Start of Supplied records

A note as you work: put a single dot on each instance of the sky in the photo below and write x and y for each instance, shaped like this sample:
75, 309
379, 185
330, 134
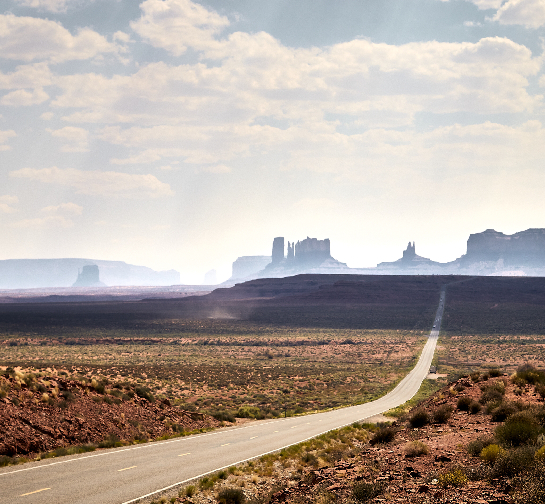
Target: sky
181, 134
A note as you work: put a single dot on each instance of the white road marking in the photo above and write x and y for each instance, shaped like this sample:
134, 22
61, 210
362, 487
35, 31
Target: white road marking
35, 491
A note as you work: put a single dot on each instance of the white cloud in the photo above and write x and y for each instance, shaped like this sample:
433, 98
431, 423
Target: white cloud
487, 4
24, 98
36, 75
76, 139
98, 183
175, 25
48, 5
69, 208
28, 39
529, 13
7, 202
50, 221
4, 137
216, 169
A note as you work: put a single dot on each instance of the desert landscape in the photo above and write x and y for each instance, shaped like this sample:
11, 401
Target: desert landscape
84, 376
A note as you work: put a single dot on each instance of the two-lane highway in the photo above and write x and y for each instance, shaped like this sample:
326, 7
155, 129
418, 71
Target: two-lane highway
124, 475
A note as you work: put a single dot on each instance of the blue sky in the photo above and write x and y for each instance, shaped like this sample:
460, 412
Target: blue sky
180, 134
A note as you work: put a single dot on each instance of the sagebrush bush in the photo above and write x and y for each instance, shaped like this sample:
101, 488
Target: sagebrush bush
231, 496
415, 449
503, 411
513, 462
519, 429
364, 491
419, 418
491, 453
453, 478
383, 435
442, 414
463, 403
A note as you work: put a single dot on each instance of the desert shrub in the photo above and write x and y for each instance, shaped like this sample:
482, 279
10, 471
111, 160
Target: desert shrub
475, 376
532, 488
513, 462
415, 449
453, 478
231, 496
224, 416
383, 435
504, 411
442, 414
491, 453
419, 418
529, 374
519, 429
363, 491
476, 446
249, 412
144, 393
463, 403
475, 407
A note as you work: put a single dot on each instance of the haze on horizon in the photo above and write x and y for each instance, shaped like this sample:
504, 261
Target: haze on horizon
181, 134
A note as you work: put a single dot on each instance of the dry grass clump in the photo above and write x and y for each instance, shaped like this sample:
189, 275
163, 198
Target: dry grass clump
415, 449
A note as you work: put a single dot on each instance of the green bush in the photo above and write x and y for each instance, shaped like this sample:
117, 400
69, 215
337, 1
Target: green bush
231, 496
463, 403
453, 478
442, 414
419, 418
144, 393
519, 429
383, 435
224, 416
363, 491
415, 449
513, 462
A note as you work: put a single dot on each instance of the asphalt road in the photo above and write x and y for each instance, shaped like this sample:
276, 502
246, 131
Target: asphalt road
124, 475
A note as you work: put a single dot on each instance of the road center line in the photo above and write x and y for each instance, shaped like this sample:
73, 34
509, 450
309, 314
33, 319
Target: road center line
35, 491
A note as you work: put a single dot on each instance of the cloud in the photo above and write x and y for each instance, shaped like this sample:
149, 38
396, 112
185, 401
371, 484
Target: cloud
175, 25
24, 98
35, 75
529, 13
76, 139
7, 202
98, 183
4, 137
28, 39
48, 5
69, 208
216, 169
50, 221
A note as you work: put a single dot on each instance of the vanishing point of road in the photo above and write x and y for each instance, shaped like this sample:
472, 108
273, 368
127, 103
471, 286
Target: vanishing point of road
126, 475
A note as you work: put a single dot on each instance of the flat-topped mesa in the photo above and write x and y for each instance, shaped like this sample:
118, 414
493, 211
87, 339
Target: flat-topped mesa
525, 248
312, 250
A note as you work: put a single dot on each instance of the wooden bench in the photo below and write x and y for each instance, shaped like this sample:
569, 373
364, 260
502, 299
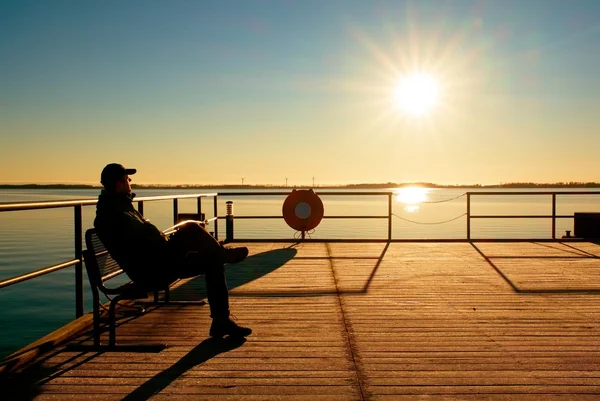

End of Supplied records

Please quote all of the entries above word for word, leaving the pictures out.

• Solution below:
A note as you work: put a single dot on each instance of the sky in the photo below and write x and y for each instance, shaped like this sample:
75, 309
379, 185
330, 134
Target: sky
181, 134
A note as you work: put a single dot on each instance of the white road marking in the photo above and write x and y for each instance, shaped like this sample:
134, 22
61, 210
362, 487
35, 31
Target: white road marking
35, 491
A note as you work: put a single dot on each instance of the white cloud in the photo above and write x and y for each instance, shaped like this sample:
433, 98
431, 423
Target: white cloud
487, 4
24, 98
36, 75
76, 139
98, 183
175, 25
48, 5
69, 208
28, 39
529, 13
7, 202
50, 221
4, 137
216, 169
A note as you work: put a single dot on each instance of the desert landscape in the photo above and write x and y for each instance, shaped like this sample:
11, 401
Target: desert landscape
84, 376
A note as you work: put a single dot on each instance of the two-lane highway in the photo above and write x and y for each instance, shaped like this sample:
326, 7
155, 129
418, 71
Target: two-lane highway
124, 475
A note as you work: put a single dot on each instance of the blue sky in the photo above and write x and y for each instance, shaped like this sample:
460, 412
Target: blue sky
180, 134
A note as you work: put a single dot on each instance of the sagebrush bush in the photo above and write x and y for each instance, shaped like this sample:
101, 488
Target: sagebrush bush
231, 496
415, 449
503, 411
513, 462
519, 429
364, 491
419, 418
491, 453
453, 478
383, 435
442, 414
463, 403
A note as you work: put a single dot on each instance of the desert shrub in the photo above and write x and y for each instance, shaped like this sample:
482, 279
10, 471
111, 160
Target: desert shrub
475, 376
532, 488
513, 462
415, 449
453, 478
231, 496
224, 416
383, 435
504, 411
442, 414
491, 453
419, 418
529, 374
519, 429
363, 491
476, 446
249, 412
144, 393
463, 403
475, 407
A note as you work: put a single dot on each instance of the haze on horizon in the photo above and write x and y for each instance, shaped like this sample:
504, 261
Target: haze on horizon
181, 134
A note as you work: put a single dot on each instance of the dry grass clump in the photo above and write x and y for each instance, shaped like this sample:
189, 275
163, 198
Target: dry grass clump
415, 449
A note as you work: put a single dot on each instance of the green bush in the photo above and write x and y for each instance, shaped like this sample:
117, 400
69, 215
337, 1
Target: green bush
231, 496
463, 403
453, 478
442, 414
419, 418
144, 393
519, 429
383, 435
224, 416
363, 491
415, 449
513, 462
A note as you work: put a single dot on each instance of the asphalt road in the photo above and write x and y for each instance, shaped like this sample:
276, 502
246, 131
Target: asphalt road
124, 475
A note as you work: put a single dot on each instance of the road center line in the photo above and write x and y for each instance, shaped like this sample:
73, 34
509, 450
309, 314
33, 319
Target: road center line
35, 491
A note as you work: put a single dot on each instance of the cloud in the photo above and write x and y for each instance, shaped like this sample:
149, 38
396, 112
185, 401
371, 484
Target: cloud
175, 25
24, 98
35, 75
529, 13
76, 139
7, 202
98, 183
4, 137
28, 39
48, 5
69, 208
216, 169
50, 221
A note as you work: put a single dot on each instance of the vanishing point of road in the photo above and write x and y for each instance, shaped like this sample:
472, 108
273, 368
127, 103
471, 286
Target: vanishing point of road
126, 475
A note as you work: put a single dot on each instance of the flat-topped mesa in the photo above and write x and y for each instance, shaped like this sample:
118, 414
493, 211
87, 339
Target: flat-topped mesa
525, 248
312, 250
A note as you work: put a single dot on each instance of the wooden bench in the photo below and write x and y for each instance, shaped like this sample:
569, 373
364, 260
502, 299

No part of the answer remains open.